| Prompt |
Pull every line of the records below and reproduce each one verbatim, in its original order.

# # # # #

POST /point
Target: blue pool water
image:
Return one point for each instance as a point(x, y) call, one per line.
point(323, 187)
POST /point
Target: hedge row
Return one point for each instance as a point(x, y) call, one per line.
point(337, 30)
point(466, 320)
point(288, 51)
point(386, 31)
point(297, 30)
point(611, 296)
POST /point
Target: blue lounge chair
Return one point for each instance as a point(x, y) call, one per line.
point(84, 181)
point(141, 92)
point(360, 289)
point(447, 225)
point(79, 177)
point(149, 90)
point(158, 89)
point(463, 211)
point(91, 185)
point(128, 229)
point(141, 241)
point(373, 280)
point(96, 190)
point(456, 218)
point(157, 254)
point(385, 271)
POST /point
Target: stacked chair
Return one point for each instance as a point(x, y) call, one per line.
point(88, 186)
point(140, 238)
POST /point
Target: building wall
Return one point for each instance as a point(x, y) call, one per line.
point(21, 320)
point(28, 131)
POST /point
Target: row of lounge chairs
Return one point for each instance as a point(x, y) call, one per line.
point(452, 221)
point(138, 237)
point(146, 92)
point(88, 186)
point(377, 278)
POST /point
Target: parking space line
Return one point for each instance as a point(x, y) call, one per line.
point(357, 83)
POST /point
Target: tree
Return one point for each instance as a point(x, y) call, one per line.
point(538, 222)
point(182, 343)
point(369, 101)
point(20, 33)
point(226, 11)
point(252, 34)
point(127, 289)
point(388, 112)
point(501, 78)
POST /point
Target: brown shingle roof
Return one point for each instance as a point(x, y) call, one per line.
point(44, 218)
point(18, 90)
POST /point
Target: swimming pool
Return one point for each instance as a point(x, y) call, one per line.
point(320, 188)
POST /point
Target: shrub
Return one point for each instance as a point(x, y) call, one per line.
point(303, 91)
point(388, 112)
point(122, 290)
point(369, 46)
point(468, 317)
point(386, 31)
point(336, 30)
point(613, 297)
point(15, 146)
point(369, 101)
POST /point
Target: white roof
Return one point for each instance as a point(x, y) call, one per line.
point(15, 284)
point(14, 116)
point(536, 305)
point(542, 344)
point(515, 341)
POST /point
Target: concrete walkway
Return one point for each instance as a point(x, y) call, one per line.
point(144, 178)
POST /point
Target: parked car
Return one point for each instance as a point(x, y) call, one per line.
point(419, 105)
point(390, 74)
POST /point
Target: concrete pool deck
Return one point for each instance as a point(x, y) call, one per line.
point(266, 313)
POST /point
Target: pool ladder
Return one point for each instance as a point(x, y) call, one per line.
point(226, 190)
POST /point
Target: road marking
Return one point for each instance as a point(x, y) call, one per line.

# # # # #

| Complete response |
POST /point
Target: blue pool water
image:
Return one point for each instance as a point(x, y) call, one per line.
point(323, 187)
POST /point
Target: hedge row
Return one point for each instance as a point(x, y) call, one per line.
point(337, 30)
point(466, 320)
point(288, 51)
point(386, 31)
point(297, 30)
point(611, 296)
POST /point
Target: blue lounge chair
Return one point for each instance as a point(x, y) call, one per line.
point(84, 181)
point(141, 92)
point(360, 289)
point(447, 225)
point(79, 177)
point(149, 90)
point(158, 89)
point(463, 211)
point(91, 185)
point(128, 229)
point(141, 241)
point(373, 280)
point(96, 190)
point(456, 218)
point(157, 254)
point(385, 271)
POST /point
Target: stacked chair
Return one point for each instance as a point(x, y) call, one per line.
point(88, 186)
point(140, 238)
POST /point
Target: building wall
Return one point for each instance as a point(x, y) call, one per line.
point(21, 320)
point(28, 131)
POST /point
Target: row of lounge chairs
Return one point for each instance as a point(x, y) call, one per line.
point(452, 221)
point(138, 237)
point(146, 92)
point(88, 186)
point(377, 278)
POST /point
Target: parking space line
Return one point for each instance as a point(x, y) call, one per line.
point(357, 83)
POST /point
Target: tree
Return one point for each instance as a point(x, y) call, one per line.
point(538, 222)
point(182, 343)
point(369, 101)
point(20, 33)
point(226, 11)
point(252, 34)
point(127, 289)
point(388, 112)
point(501, 78)
POST /point
Target: brown shingle roof
Return one point for each instance as a point(x, y) call, one per line.
point(44, 218)
point(18, 90)
POST /point
Target: swimming pool
Return one point for each instance as a point(x, y) call, one per line.
point(320, 188)
POST /point
Target: shrub
Return one point for each instance as a point(x, y) call, one per line.
point(303, 91)
point(388, 112)
point(122, 290)
point(369, 46)
point(468, 317)
point(386, 31)
point(336, 30)
point(613, 297)
point(15, 146)
point(369, 101)
POST /point
Target: white roof
Return one point for each instance as a point(x, y) call, one per line.
point(15, 284)
point(14, 116)
point(536, 305)
point(542, 344)
point(515, 341)
POST /point
Target: concrete walkway
Return one point for each instance as a point(x, y) call, one per line.
point(144, 178)
POST /point
Target: parked car
Return one point for each instance as a point(x, y) call, one per line.
point(419, 105)
point(390, 74)
POST /point
Target: concrete pool deck
Return one point for each instance as a point(x, y) call, one per line.
point(266, 313)
POST /point
Target: pool ladder
Return one point for each instance as a point(x, y) call, one per line.
point(226, 190)
POST /point
Target: road marking
Return one point for each instance as a point(x, y) call, one per line.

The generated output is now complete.